Afrikanische Kleinbauern tragen grosse Getreidebüschel den Berg hinauf
Die Bauern der Grossbetriebe ernten mit Maschine, die Kleinbauern von Hand. Bild: istock

Das Ziel – multifunktionale Landwirtschaft

Drei Viertel des Getreides weltweit werden durch Grossbetriebe gewonnen. Doch von den rund 2,6 Milliarden Menschen, welche in der Landwirtschaft tätig sind und die insgesamt rund 1600 Millionen Hektaren Kulturland bestellen, sind 99 Prozent Kleinbäuerinnen und Kleinbauern. Geograph Hurni weiss um das Potenzial, das in diesen steckt: Angenommen, die Kleinbauern dieser Welt könnten einen Ertrag erwirtschaften, der nicht nur knapp für den Selbstbedarf reicht, sondern zum Teil auch für den Verkauf, würde das wichtige Türen öffnen – nicht nur für eine ökonomische Besserstellung der kleinen Landwirte. Dadurch könnten nämlich auch Investitionen in Richtung einer multifunktionalen Landwirtschaft getätigt werden, die auch mit ökologischen und sozialen Werten einhergeht. Vielerorts wird heute nach wie vor Raubbau betrieben – es wird produziert, bis der Boden erodiert: «Ein Drittel der Böden in Äthiopien ist längst minderwertig», so Experte Hurni.

Aufgeführte Einträge:
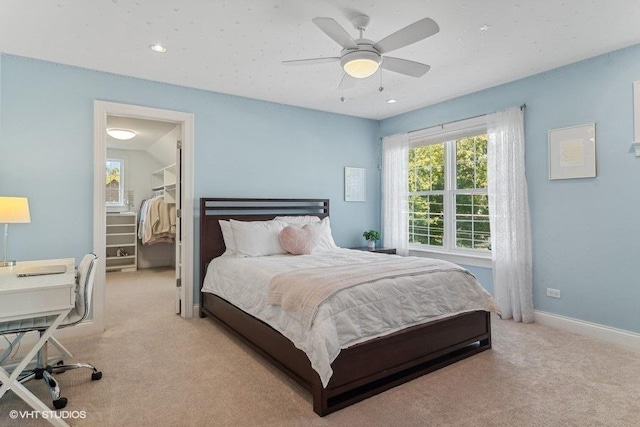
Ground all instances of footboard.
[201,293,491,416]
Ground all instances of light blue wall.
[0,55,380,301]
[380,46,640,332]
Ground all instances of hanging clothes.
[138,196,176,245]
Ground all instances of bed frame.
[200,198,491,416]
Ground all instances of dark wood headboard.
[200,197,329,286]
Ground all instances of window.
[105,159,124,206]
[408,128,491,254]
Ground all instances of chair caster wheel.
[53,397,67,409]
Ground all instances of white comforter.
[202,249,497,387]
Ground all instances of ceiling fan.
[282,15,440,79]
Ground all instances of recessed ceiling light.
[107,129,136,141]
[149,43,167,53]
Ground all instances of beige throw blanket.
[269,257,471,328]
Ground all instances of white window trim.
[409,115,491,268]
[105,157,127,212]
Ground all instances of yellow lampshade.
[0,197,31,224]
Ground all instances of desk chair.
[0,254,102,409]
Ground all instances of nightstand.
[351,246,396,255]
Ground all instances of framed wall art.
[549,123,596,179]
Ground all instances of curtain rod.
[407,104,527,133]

Arbeitsauftrag: Fassen Sie den Lesetext in zwei Sätzen zusammen. Die Einträge stammen aus einer anderen Quelle als der Lesetext.

Antwort: Drei Viertel des weltweiten Getreides stammen aus Grossbetrieben, doch 99 Prozent der rund 2,6 Milliarden in der Landwirtschaft tätigen Menschen sind Kleinbäuerinnen und Kleinbauern. Laut dem Geographen Hurni würden Erträge über den Selbstbedarf hinaus ihre wirtschaftliche Lage verbessern und Investitionen in eine multifunktionale Landwirtschaft mit ökologischen und sozialen Werten ermöglichen, während vielerorts noch Raubbau betrieben wird.